Pointing dataset excerpts
[START]

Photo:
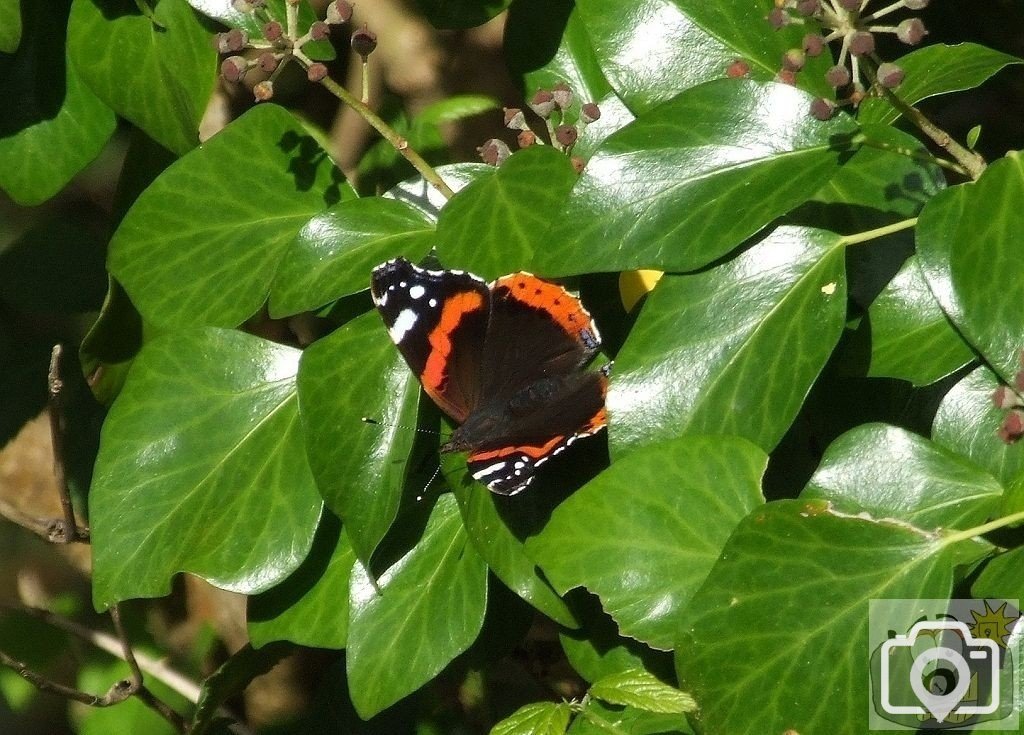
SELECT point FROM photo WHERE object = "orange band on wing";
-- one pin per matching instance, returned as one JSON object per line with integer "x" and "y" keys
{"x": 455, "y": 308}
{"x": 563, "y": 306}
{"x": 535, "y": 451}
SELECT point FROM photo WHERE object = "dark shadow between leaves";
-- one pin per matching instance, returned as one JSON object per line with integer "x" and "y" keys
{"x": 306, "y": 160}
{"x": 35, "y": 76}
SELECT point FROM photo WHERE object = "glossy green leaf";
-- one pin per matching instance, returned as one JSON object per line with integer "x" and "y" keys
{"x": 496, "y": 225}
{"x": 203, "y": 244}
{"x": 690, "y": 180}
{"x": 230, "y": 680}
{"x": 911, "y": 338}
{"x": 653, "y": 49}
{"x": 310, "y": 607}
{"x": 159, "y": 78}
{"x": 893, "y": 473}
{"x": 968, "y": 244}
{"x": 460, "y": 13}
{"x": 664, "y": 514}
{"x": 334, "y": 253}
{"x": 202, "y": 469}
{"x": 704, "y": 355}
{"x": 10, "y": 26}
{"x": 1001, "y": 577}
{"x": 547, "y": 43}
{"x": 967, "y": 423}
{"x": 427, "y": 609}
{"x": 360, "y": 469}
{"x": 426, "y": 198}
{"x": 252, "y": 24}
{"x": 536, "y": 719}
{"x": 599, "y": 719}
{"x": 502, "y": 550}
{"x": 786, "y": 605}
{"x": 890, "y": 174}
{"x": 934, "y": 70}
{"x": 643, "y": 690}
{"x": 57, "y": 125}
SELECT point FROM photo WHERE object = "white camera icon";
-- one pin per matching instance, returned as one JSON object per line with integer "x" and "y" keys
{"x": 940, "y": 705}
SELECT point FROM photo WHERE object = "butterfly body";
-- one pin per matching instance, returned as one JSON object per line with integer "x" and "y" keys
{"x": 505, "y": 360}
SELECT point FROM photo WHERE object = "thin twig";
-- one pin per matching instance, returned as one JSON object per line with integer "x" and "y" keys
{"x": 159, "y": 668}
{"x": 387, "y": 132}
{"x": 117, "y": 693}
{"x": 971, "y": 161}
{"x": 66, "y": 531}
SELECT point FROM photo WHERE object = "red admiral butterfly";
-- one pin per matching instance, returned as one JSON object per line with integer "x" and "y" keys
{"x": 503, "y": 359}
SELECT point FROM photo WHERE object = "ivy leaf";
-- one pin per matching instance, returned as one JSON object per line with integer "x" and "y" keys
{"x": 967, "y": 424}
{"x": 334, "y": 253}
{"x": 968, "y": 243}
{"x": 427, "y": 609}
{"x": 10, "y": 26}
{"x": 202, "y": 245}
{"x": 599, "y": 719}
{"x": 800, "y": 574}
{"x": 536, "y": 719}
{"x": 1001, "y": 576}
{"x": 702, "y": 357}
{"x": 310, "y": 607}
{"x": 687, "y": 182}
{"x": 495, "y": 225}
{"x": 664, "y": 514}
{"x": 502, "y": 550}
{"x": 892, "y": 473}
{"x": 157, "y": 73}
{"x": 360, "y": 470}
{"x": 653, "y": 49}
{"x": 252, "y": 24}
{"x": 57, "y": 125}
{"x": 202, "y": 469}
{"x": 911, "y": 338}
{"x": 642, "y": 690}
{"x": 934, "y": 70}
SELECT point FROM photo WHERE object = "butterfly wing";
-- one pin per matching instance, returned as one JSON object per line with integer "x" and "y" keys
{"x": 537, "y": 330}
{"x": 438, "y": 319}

[END]

*Exercise objective:*
Quote all the lines above exactly as given. Do not include the pictures.

*Solution below:*
Photo:
SELECT point FROM photo WHERE object = "orange band on wing";
-- one pin per matching instance, returned as one JSON object per line with integer "x" and "y" keys
{"x": 455, "y": 308}
{"x": 563, "y": 306}
{"x": 535, "y": 451}
SELECT point FROM photo WHERE object = "dark shadow between leaves";
-- one pin per matching instance, returned as one JSON object per line with integer "x" and "y" keys
{"x": 306, "y": 160}
{"x": 35, "y": 76}
SELECT point FROM photo WHERE object = "glossy green leaf";
-- one pin per matching instance, returned as one JSON object per line with integer "x" and "y" keys
{"x": 496, "y": 225}
{"x": 203, "y": 244}
{"x": 690, "y": 180}
{"x": 230, "y": 680}
{"x": 911, "y": 338}
{"x": 653, "y": 49}
{"x": 310, "y": 607}
{"x": 159, "y": 78}
{"x": 893, "y": 473}
{"x": 968, "y": 244}
{"x": 460, "y": 13}
{"x": 664, "y": 514}
{"x": 334, "y": 253}
{"x": 202, "y": 469}
{"x": 704, "y": 355}
{"x": 10, "y": 26}
{"x": 1001, "y": 577}
{"x": 547, "y": 43}
{"x": 967, "y": 423}
{"x": 427, "y": 609}
{"x": 360, "y": 469}
{"x": 426, "y": 198}
{"x": 252, "y": 24}
{"x": 536, "y": 719}
{"x": 599, "y": 719}
{"x": 502, "y": 550}
{"x": 786, "y": 605}
{"x": 890, "y": 174}
{"x": 934, "y": 70}
{"x": 643, "y": 690}
{"x": 57, "y": 125}
SELECT point FROM photo WHERE object = "white camera icon";
-- one pin per matching instance, returned as one JSON object per line with integer "x" and "y" keys
{"x": 940, "y": 705}
SELECT point FROM photo WHERE object = "butterfly body";
-- one pin per matching instance, returned as one JSON object per line with integer "x" and "y" keys
{"x": 505, "y": 360}
SELECT point FROM photo WHERE object = "thin twig";
-- one pin per matching instance, returned as one JSON object per line with integer "x" and "y" keys
{"x": 159, "y": 668}
{"x": 387, "y": 132}
{"x": 117, "y": 693}
{"x": 971, "y": 161}
{"x": 66, "y": 531}
SELECT point FROM photo WHERE object = "red admiral butterfly";
-- one pin per matching instance, returned as one JSON object per line with integer "x" and "y" keys
{"x": 503, "y": 359}
SELECT point FROM photo WHERE object = "ivy leaf";
-- one pin per matching instance, returned as one JSON object per line with integer "x" and "y" keys
{"x": 967, "y": 424}
{"x": 334, "y": 253}
{"x": 968, "y": 243}
{"x": 427, "y": 609}
{"x": 10, "y": 26}
{"x": 202, "y": 245}
{"x": 599, "y": 719}
{"x": 800, "y": 574}
{"x": 536, "y": 719}
{"x": 1001, "y": 576}
{"x": 702, "y": 357}
{"x": 310, "y": 607}
{"x": 687, "y": 182}
{"x": 495, "y": 225}
{"x": 664, "y": 514}
{"x": 502, "y": 550}
{"x": 892, "y": 473}
{"x": 157, "y": 73}
{"x": 360, "y": 470}
{"x": 653, "y": 49}
{"x": 252, "y": 24}
{"x": 57, "y": 125}
{"x": 202, "y": 469}
{"x": 911, "y": 338}
{"x": 642, "y": 690}
{"x": 934, "y": 70}
SELECT point FROM photo WHERE object = "butterfly wing";
-- one pin per matching instance, returned as one JSON object per line with integer "x" and "y" keys
{"x": 537, "y": 330}
{"x": 438, "y": 319}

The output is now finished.